(Dataset excerpts on object pointing)
** Begin **
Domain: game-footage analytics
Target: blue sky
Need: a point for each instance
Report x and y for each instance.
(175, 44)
** End **
Repeat the records exactly, including every line.

Domain: game-footage analytics
Target: blue sky
Need: a point for each instance
Report x and y for each instance.
(175, 44)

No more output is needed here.